Par Florence Perret - Mis en ligne le 13.01.2010 à 14:51
FEU! Des hordes de chasseurs, trois dizaines de «varg», une autorisation de tir exceptionnelle et un zeste de neige: la folle chasse au loup a atteint sa cible.
Sans la neige, le prédateur s’en serait mieux sorti et les 12 000 chasseurs à l’affût – 45 ans qu’ils attendaient ça – auraient dû faire montre de beaucoup plus de patience pour parvenir à leurs fins. Mais, par la grâce de Ull, dieu de la chasse et de l’hiver, les flocons sont arrivés à temps et les hommes n’ont eu qu’à suivre les traces, à pas de loup, lestés de plomb, pour traquer la bête et tirer. «Des conditions, oui, excellentes», se réjouit Christina Nilsson-Dag à la Svenska Jägareförbundet (SJ), l’association des chasseurs suédois qui regroupe 200 000 des 300 000 amateurs du pays.
Les loups sont entrés dans Stockholm. La Suède n’avait plus autorisé pareil carnage depuis l’hiver 1965-1966, lorsque le dernier loup avait été tiré. Protégé, depuis lors, sur le territoire, le varg avait fini par réapparaître une dizaine d’années plus tard en provenance de Finlande, puis de Norvège avant de reprendre du poil de la bête jusqu’à «augmenter sa population de 20% chaque année depuis cinq ans», précise le chasseur Torbjörn Lovbom, président de la SJ. Et si la majorité des quelque 250 loups de Suède vivent «principalement au centre du pays», observe Björn Ljunggren de l’Association suédoise des grands carnivores, certains ont débordé ici et là, jusqu’à pénétrer dans les banlieues de Stockholm.

- Enregistrements d'annotation de segmentation -

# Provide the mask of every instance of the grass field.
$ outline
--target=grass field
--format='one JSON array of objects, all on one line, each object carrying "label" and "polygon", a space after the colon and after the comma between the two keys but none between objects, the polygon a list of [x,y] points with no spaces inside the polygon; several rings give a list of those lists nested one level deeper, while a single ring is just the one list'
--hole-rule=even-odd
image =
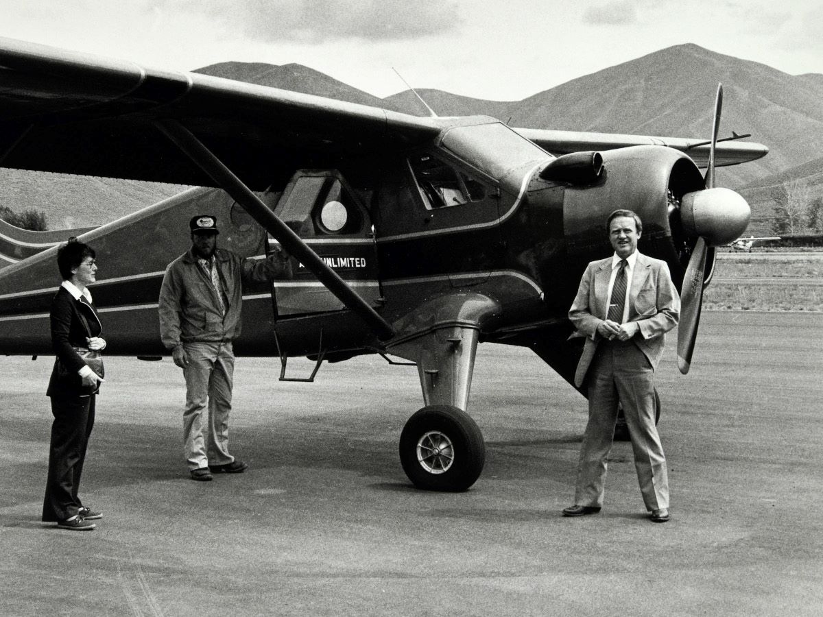
[{"label": "grass field", "polygon": [[[709,310],[823,312],[823,253],[718,253],[714,279],[704,295]],[[723,279],[746,279],[724,282]],[[765,280],[772,280],[765,284]],[[787,279],[773,284],[774,279]],[[791,281],[788,280],[791,279]],[[803,280],[807,280],[805,284]]]}]

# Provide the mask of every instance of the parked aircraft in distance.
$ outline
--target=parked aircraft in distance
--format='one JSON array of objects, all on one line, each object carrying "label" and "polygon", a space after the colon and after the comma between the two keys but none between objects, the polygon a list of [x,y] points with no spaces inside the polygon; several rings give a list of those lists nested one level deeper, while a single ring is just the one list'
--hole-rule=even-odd
[{"label": "parked aircraft in distance", "polygon": [[746,251],[751,253],[751,247],[754,244],[759,240],[779,240],[780,236],[763,236],[761,238],[755,238],[753,235],[749,235],[748,238],[738,238],[737,239],[730,242],[728,246],[732,247],[736,251]]}]

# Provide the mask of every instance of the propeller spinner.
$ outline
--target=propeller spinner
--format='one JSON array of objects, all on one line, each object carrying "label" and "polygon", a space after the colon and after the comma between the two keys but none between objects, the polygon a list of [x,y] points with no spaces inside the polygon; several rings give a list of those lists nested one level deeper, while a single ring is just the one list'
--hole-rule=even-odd
[{"label": "propeller spinner", "polygon": [[723,107],[723,85],[718,85],[714,104],[714,125],[712,129],[709,166],[705,188],[683,196],[681,218],[683,231],[689,237],[697,236],[681,293],[680,324],[677,327],[677,367],[684,375],[691,365],[697,327],[703,304],[704,276],[709,248],[721,246],[738,238],[749,225],[751,210],[738,193],[714,186],[714,151],[717,146],[720,111]]}]

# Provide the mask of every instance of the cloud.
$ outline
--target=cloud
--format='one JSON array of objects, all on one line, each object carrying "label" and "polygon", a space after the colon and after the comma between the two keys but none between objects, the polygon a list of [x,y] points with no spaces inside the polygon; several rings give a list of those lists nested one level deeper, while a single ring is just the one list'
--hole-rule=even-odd
[{"label": "cloud", "polygon": [[614,0],[589,7],[583,14],[583,22],[593,26],[621,26],[637,21],[635,0]]},{"label": "cloud", "polygon": [[457,30],[451,0],[153,0],[151,10],[207,15],[263,43],[320,44],[333,40],[409,40]]}]

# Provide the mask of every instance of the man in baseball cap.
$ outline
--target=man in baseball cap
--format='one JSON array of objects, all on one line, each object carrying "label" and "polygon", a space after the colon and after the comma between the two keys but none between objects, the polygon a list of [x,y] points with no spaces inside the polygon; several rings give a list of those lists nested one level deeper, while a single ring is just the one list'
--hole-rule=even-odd
[{"label": "man in baseball cap", "polygon": [[[249,259],[217,248],[217,217],[193,216],[191,248],[169,264],[160,292],[160,338],[186,380],[184,450],[192,480],[243,473],[249,465],[229,453],[235,355],[240,333],[243,283],[284,274],[288,257],[276,250]],[[208,412],[203,413],[208,407]]]}]

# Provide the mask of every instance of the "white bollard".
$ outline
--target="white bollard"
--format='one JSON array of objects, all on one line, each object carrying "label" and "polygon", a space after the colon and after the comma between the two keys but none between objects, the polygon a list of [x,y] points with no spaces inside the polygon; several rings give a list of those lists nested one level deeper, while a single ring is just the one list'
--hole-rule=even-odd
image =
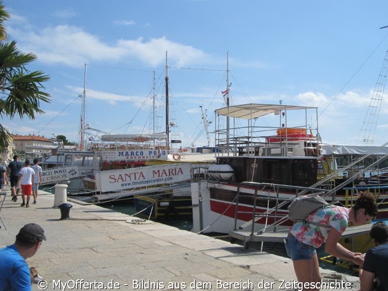
[{"label": "white bollard", "polygon": [[54,194],[54,206],[53,208],[58,208],[61,204],[67,203],[67,185],[57,184],[54,186],[55,192]]}]

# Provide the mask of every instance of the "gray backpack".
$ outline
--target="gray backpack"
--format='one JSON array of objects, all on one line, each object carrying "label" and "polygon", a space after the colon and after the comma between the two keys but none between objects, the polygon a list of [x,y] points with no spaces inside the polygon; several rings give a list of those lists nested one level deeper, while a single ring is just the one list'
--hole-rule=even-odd
[{"label": "gray backpack", "polygon": [[306,218],[312,211],[318,208],[336,203],[337,201],[327,203],[318,194],[299,196],[293,200],[288,206],[289,219],[294,222],[303,222],[305,223],[330,227],[330,226],[312,222],[307,222]]}]

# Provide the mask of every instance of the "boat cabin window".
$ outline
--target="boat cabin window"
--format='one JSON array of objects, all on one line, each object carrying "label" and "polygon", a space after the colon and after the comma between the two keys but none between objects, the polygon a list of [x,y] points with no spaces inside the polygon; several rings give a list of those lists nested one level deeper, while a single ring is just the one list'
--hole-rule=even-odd
[{"label": "boat cabin window", "polygon": [[83,166],[85,167],[91,167],[93,165],[93,156],[85,156],[83,160]]},{"label": "boat cabin window", "polygon": [[83,162],[83,155],[74,155],[73,164],[81,166]]},{"label": "boat cabin window", "polygon": [[71,155],[66,155],[65,157],[65,165],[71,164]]}]

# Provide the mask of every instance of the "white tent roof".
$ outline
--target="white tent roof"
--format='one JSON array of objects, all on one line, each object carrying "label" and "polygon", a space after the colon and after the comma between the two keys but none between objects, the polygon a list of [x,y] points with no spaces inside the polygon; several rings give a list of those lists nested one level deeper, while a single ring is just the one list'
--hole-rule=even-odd
[{"label": "white tent roof", "polygon": [[388,146],[346,145],[321,145],[321,146],[323,155],[384,156],[388,154]]},{"label": "white tent roof", "polygon": [[167,139],[165,133],[154,134],[105,134],[101,135],[101,140],[104,142],[133,142],[143,143],[154,140],[159,141]]},{"label": "white tent roof", "polygon": [[281,110],[297,110],[300,109],[316,109],[317,107],[306,107],[294,105],[281,104],[257,104],[250,103],[235,105],[217,109],[216,112],[221,115],[230,117],[237,117],[245,119],[252,119],[267,114],[275,113]]}]

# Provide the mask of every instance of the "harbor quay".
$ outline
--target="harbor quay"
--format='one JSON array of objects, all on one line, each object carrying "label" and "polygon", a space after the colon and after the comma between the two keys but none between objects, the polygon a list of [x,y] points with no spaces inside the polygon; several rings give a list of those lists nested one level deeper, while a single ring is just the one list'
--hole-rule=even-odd
[{"label": "harbor quay", "polygon": [[[260,252],[96,205],[68,199],[61,219],[54,194],[39,191],[37,204],[21,207],[9,187],[0,211],[0,247],[25,224],[45,230],[27,261],[43,277],[32,290],[301,290],[291,259]],[[2,198],[2,196],[1,196]],[[2,201],[2,200],[1,200]],[[321,269],[321,290],[357,290],[357,277]],[[305,286],[306,289],[315,286]]]}]

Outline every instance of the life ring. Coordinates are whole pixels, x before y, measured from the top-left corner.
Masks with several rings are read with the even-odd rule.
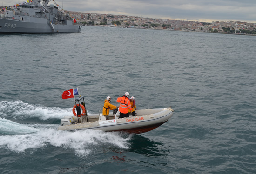
[[[82,105],[81,105],[81,104],[76,104],[76,105],[74,105],[74,107],[73,107],[73,114],[75,116],[76,116],[76,115],[77,115],[76,114],[76,113],[75,112],[75,108],[76,108],[76,107],[81,107],[82,108],[82,110],[83,110],[83,111],[82,112],[82,116],[84,116],[85,114],[85,108],[84,107],[84,106]],[[81,115],[79,115],[78,116],[77,116],[78,117],[80,117],[81,116]]]

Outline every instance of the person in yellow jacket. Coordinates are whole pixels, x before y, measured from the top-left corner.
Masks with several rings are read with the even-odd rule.
[[[105,100],[105,103],[104,103],[103,109],[102,110],[102,115],[106,116],[107,120],[109,120],[109,110],[113,110],[114,109],[117,108],[117,107],[110,104],[111,97],[110,96],[107,97],[107,100]]]
[[[116,102],[120,103],[120,105],[119,106],[120,115],[118,118],[123,118],[124,117],[126,118],[128,117],[129,112],[128,112],[127,109],[132,111],[132,107],[131,107],[130,100],[129,100],[129,93],[126,92],[122,97],[118,98]]]
[[[131,104],[131,107],[132,107],[132,110],[130,111],[130,110],[128,110],[128,112],[129,112],[129,115],[132,113],[133,116],[136,116],[136,113],[135,113],[135,110],[137,110],[137,108],[136,108],[136,104],[135,102],[135,100],[134,100],[135,99],[135,97],[134,96],[131,97],[131,98],[129,99],[130,100],[130,103]]]

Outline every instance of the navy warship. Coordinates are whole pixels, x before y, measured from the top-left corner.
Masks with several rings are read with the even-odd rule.
[[[49,0],[33,0],[7,10],[0,18],[0,33],[79,32],[82,28]]]

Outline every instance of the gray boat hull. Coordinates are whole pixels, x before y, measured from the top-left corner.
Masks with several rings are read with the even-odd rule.
[[[81,26],[73,25],[72,21],[67,24],[54,24],[48,23],[47,19],[27,17],[27,21],[0,19],[1,33],[57,33],[79,32]]]

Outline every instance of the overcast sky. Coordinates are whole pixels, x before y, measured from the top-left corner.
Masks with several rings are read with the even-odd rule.
[[[12,6],[26,0],[1,0]],[[153,19],[212,22],[256,23],[256,0],[54,0],[68,11],[124,15]]]

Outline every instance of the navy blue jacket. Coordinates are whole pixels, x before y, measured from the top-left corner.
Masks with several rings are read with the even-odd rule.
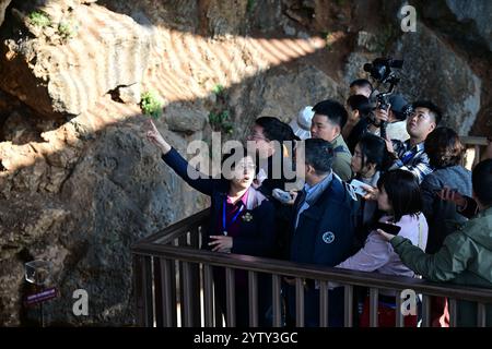
[[[172,148],[162,159],[190,186],[202,194],[211,197],[210,225],[207,236],[222,234],[216,227],[222,225],[222,205],[229,191],[229,181],[225,179],[212,179],[199,173],[188,165],[176,149]],[[189,172],[188,172],[189,171]],[[197,173],[191,179],[188,173]],[[248,203],[250,200],[259,203],[247,207],[243,213],[249,213],[253,219],[247,221],[239,218],[239,234],[233,239],[232,253],[248,254],[256,256],[271,256],[274,251],[274,208],[261,193],[254,188],[249,189]],[[204,239],[203,246],[208,249],[208,240]]]
[[[355,212],[353,198],[336,177],[314,205],[298,218],[300,195],[294,203],[290,250],[292,262],[336,266],[353,253]],[[331,233],[330,233],[331,232]],[[325,240],[324,240],[325,237]]]
[[[300,195],[294,203],[300,209]],[[290,260],[323,266],[336,266],[355,251],[356,203],[336,177],[318,200],[305,209],[295,229],[295,216],[291,221]],[[289,313],[295,318],[295,289],[286,286]],[[329,292],[329,325],[343,325],[343,289]],[[314,282],[307,282],[304,292],[305,325],[319,325],[319,291]]]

- Travail demandé -
Poursuivez l'article sur la chasse au loup en Suède en reprenant juste après sa dernière phrase.

- Réponse attendue -
Ce n’est pourtant pas leur dérive près de la capitale qui explique la décision de tirer 27 d’entre eux. Côté chasseurs – accusés notamment par Mikael Karlsson, président de la Société suédoise de conservation de la nature, de faire passablement de «lobbying» auprès des autorités – on avance trois explications: «Ils tuent beaucoup d’élans (130 par meute et par année), mais aussi des moutons (185 têtes en 2008) et des chiens de chasse (30 en 2009); leur statut génétique est mauvais, il faut de «nouveaux venus»; et puis les gens dans la campagne sont inquiets de leur présence», liste Christina Nilsson-Dag. Des arguments qui font s’étrangler les pro-loup: «20 pays européens ont une plus grande densité de loups que la Suède!», lance Mikael Karlsson. «Non, la vraie raison, renchérit Björn Ljunggren, c’est que les chasseurs n’aiment pas les carnivores car ils leur font concurrence dans la chasse aux rennes et aux chevreuils notamment et que le gouvernement n’a pas été en mesure de résister à la pression de leurs très puissantes organisations.» Pu ou voulu... «Un grand nombre des députés (à l’instar du roi Carl Gustav XVI, ndlr) sont des chasseurs eux-mêmes», éclaire l’ancien président de l’Association suédoise des grands carnivores qui poursuit: «10 à 15 personnes sont tuées chaque année en Suède lors de collisions avec des élans. L’an dernier, l’un d’eux a même attaqué et tué une femme. Les chasseurs (et le gouvernement) ont-ils pour autant décidé de réduire leur population de 300 000 à 200 têtes?»...
Non. Mais l’autorisation de tirer 27 loups durant la période du 2 janvier au 15 février 2010 a en revanche été donnée. Six semaines durant lesquelles les chasseurs étaient autorisés à pister les bêtes, à pied mais également «en voiture et en motoneige», nous apprend Björn Ljunggren. Une chasse difficile, le loup n’est non seulement pas une proie commode mais, en plus, «la génération actuelle de chasseurs n’est pas habituée à le chasser, c’est compliqué», dit Christina Nilsson-Dag. Du moins, ça l’aurait été s’il n’avait pas neigé. Le manteau blanc a rendu la traque aisée. Et puis, les loups se sont montrés plus attendus que prévu en se «comportant presque comme des renards».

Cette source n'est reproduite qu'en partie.